# ACTION ITEM
All lines in the records that carry the string "Target" are to be shown.

____ EXTRACTED DATA

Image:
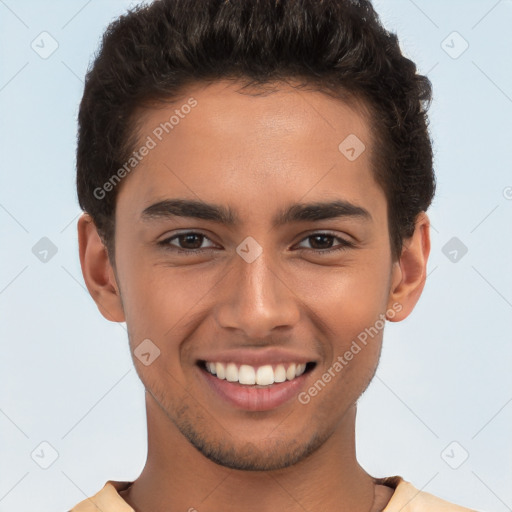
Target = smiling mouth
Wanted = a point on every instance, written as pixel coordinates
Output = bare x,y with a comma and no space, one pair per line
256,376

________
____ EXTRACTED DATA

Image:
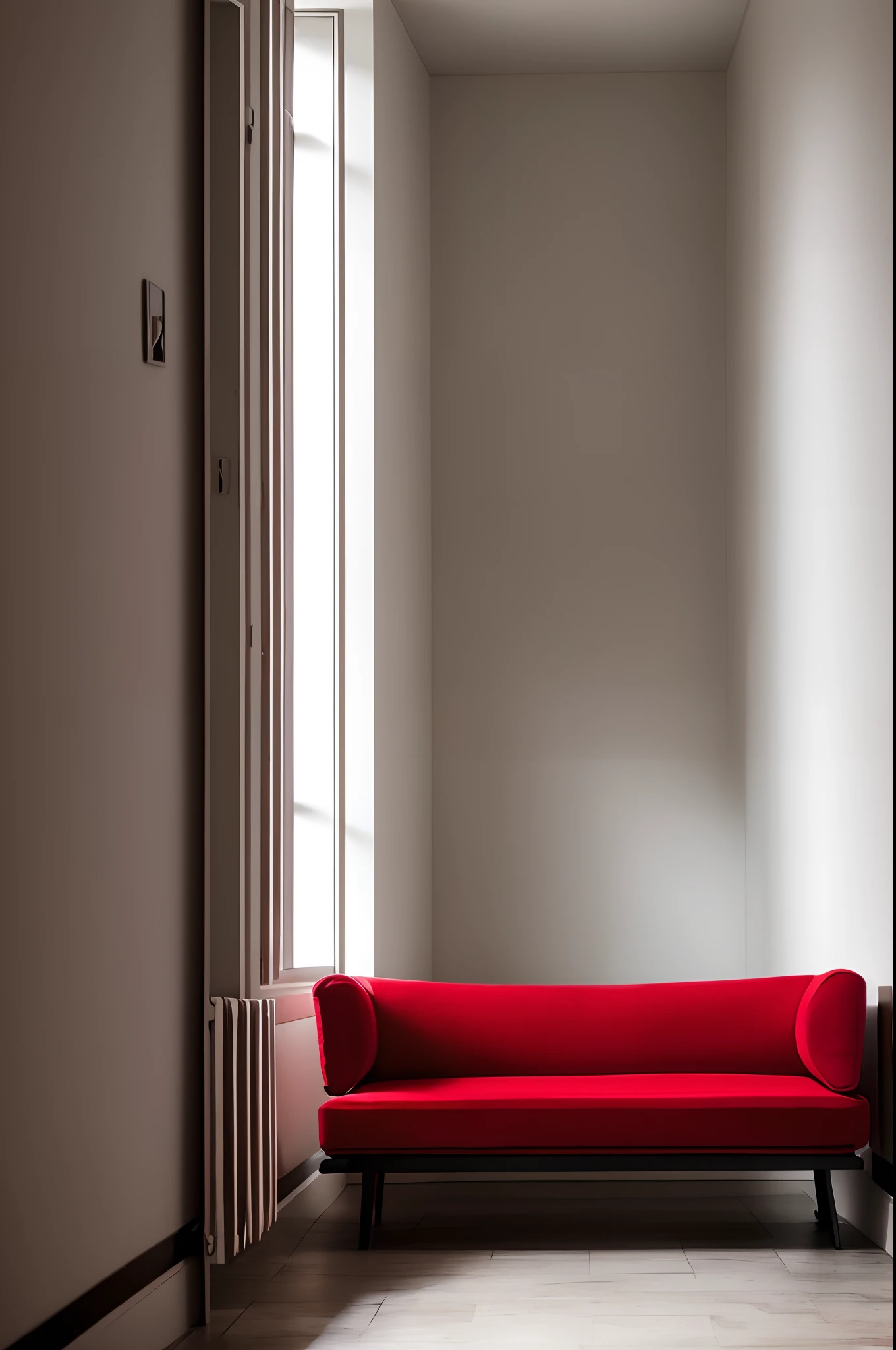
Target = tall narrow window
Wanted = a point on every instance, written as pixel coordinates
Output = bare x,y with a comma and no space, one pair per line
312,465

________
____ EXTRACTED DATA

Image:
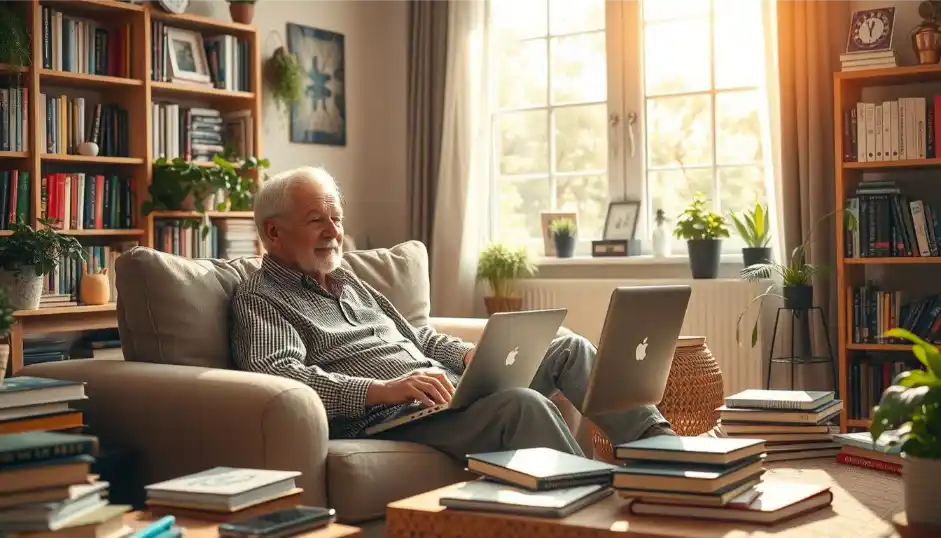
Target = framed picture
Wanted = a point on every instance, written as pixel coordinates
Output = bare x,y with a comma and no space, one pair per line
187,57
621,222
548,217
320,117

________

# YOUR RESPONSE
Target = smiling mouth
Target = tall narrow window
Target = framed picture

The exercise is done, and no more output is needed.